# [Excerpt]
Taxpayer subsidy for radical LGBTQA+ group Equality Australia must be rejected
Family First has lodged a formal submission to the Senate Economics Legislation Committee opposing the Albanese Government’s move to grant special Deductible Gift Recipient (DGR) status to Equality Australia.
National Director Lyle Shelton said the proposal, contained in the Treasury Laws Amendment (Supporting Choice in Superannuation and Other Measures) Bill 2025, overrides the findings of the charities regulator, the Administrative Appeals Tribunal and the Federal Court — all of which rejected Equality Australia’s claim to Public Benevolent Institution status.
Equality Australia was found to be primarily an advocacy organisation, not a benevolent relief charity. Instead of accepting those rulings, it lobbied Assistant Treasurer Andrew Leigh for special legislative treatment,” Mr Shelton said.
The submission (PDF attached) also raises concerns about Equality Australia’s past use of Thorne Harbour Health to channel tax-deductible donations while its own DGR bid was rejected.

# [Excerpted records]

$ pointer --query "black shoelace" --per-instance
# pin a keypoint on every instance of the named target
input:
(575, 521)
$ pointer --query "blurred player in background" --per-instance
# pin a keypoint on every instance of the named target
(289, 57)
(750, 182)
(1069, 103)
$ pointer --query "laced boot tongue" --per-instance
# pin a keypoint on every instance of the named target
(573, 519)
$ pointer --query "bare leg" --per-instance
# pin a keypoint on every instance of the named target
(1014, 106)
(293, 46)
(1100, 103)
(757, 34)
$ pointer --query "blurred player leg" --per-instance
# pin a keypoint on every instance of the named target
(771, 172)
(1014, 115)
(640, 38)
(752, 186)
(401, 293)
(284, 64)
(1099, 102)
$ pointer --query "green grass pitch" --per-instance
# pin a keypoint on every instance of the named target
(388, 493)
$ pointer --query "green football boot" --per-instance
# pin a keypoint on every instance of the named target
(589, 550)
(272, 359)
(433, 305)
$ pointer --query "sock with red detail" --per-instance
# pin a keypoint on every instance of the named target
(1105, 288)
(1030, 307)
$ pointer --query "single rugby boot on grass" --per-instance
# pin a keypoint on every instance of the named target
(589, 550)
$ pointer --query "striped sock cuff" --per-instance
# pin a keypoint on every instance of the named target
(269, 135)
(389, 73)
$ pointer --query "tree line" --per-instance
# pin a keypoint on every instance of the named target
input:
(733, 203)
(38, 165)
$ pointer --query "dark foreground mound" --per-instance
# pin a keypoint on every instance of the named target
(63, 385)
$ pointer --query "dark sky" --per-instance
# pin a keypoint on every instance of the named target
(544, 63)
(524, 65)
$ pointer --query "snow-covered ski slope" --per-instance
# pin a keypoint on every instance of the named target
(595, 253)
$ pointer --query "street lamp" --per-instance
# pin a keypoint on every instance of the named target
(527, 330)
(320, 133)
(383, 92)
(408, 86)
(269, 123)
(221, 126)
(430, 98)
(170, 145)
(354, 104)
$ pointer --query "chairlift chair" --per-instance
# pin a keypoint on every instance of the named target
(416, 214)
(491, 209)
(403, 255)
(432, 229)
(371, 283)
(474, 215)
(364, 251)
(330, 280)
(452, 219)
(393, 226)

# [Activity list]
A) According to the article on Equality Australia's tax status, which bodies rejected Equality Australia's claim to Public Benevolent Institution status? List them all.
B) Continue the article on Equality Australia's tax status from where it stops.

# [Answers for the exercise]
A)
- the charities regulator
- the Administrative Appeals Tribunal
- the Federal Court

B)
Tax-deductible status is a public subsidy. It should not be granted through political carve-outs,” Mr Shelton said.
Family First further argues it is inappropriate for taxpayers to subsidise an organisation that publicly campaigns for puberty blockers and hormone treatments for minors, at a time when such practices are being reassessed overseas, including in the United Kingdom following the closure of the Tavistock child gender clinic.
The submission also notes concerns about the appropriateness of Governor-General Sam Mostyn serving as patron of an organisation receiving special legislative preference.
Some organisations should not be more equal than others. The integrity of Australia’s tax and charity system is at stake,” Mr Shelton said.